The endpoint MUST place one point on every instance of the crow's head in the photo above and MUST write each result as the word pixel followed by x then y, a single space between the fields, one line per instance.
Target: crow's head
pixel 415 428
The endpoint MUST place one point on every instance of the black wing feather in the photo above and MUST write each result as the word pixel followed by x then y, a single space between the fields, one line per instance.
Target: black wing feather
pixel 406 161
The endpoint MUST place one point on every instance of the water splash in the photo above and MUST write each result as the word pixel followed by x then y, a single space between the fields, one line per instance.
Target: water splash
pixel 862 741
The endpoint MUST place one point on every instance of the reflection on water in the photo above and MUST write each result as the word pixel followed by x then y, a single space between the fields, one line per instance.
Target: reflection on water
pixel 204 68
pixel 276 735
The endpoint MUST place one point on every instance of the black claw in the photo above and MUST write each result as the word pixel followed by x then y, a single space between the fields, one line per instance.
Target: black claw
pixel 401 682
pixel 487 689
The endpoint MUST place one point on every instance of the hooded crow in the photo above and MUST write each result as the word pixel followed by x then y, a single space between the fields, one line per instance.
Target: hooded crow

§

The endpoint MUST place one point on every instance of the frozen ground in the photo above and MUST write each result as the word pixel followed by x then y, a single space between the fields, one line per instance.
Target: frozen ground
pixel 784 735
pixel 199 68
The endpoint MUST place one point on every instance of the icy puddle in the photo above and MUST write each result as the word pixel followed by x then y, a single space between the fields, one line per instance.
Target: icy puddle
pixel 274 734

§

Directions for this task |
Identify the lines of the data that contain the word "hooded". Copy each of them.

Result for this exercise |
The endpoint MUST place one point on every instance of the hooded crow in the photo above and MUST write each result as the word pixel followed by x then y, a single space between the fields, one line per instance.
Target: hooded crow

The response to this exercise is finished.